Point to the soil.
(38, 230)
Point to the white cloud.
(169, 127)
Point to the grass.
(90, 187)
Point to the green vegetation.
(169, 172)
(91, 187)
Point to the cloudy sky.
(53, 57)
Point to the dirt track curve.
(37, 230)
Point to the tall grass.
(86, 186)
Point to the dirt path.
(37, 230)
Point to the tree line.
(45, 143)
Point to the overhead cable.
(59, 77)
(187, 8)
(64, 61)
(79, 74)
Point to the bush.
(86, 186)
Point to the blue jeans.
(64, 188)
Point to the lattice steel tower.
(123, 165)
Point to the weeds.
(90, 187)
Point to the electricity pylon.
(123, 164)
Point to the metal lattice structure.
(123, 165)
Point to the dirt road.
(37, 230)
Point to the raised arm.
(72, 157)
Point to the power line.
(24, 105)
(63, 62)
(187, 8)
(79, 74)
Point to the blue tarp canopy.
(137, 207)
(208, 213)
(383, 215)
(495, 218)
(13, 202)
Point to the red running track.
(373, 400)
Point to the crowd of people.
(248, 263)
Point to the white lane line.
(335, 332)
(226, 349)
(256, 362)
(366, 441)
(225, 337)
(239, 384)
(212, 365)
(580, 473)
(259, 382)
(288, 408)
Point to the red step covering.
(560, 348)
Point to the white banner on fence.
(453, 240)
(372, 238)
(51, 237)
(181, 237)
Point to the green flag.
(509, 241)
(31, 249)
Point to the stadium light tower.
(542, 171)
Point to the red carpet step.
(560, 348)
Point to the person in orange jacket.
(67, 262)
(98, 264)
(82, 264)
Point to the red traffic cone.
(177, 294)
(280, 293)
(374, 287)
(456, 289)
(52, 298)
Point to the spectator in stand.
========
> _Work to do_:
Please quote, word for word, the stretch of the listing that begins with the line containing "Point to the person in orange jacket.", that line included, and continues through the end of the listing.

> _Expected answer_:
Point to the person in orange jacket.
(67, 262)
(98, 264)
(82, 264)
Point to the red traffic cone.
(177, 294)
(280, 293)
(374, 287)
(456, 289)
(52, 298)
Point to the spectator in stand.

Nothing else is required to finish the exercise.